> **Objective**: Reproduce the entries below, replacing "innermost point" with "most central point" wherever it occurs and leaving all other text unchanged. Omit the pictures from your output.
[START Given data]
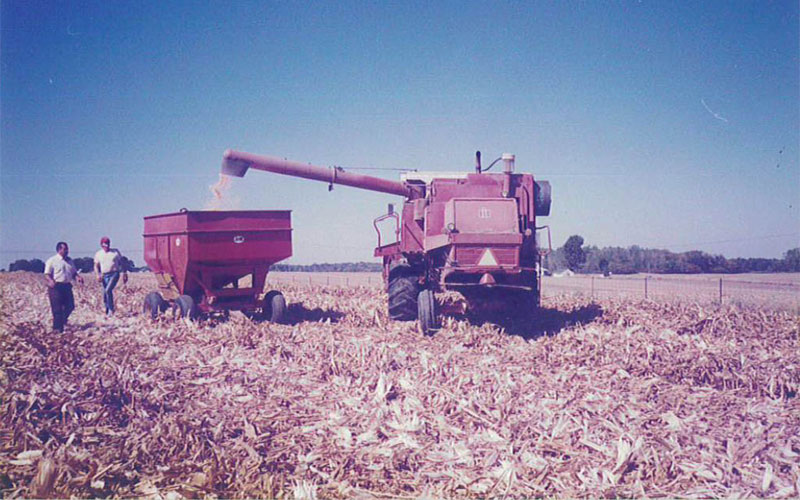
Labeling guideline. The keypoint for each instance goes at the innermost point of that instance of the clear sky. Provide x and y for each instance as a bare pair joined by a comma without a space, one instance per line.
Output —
664,124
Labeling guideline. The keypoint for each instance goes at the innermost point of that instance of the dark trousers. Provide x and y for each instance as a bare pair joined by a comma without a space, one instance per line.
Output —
109,282
62,302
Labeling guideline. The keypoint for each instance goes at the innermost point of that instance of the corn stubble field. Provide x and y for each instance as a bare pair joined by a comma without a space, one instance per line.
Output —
621,398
[END Given data]
> **Response to this exercise**:
Labeling guideline. The keypoint for each instance goes at the most central point of that instance of the clear sky. Provide x and y for each instance as a bare pair joined by a comma without a space, one instance per line.
Output —
664,124
Labeling guideline. The keypoint for each instance goes at the most central point of that instance of the dark trousers. Provide x and y for each instance as a bare pair joined by a comma without a space, one instance per line.
Output —
109,282
62,302
Labeling guideline. The keypoint for each instance goes at the most central point of that instance of the corn stubble field. Provide x and y for each instance as a bare pair joined by a comma without a space, one instance per line.
Output —
621,398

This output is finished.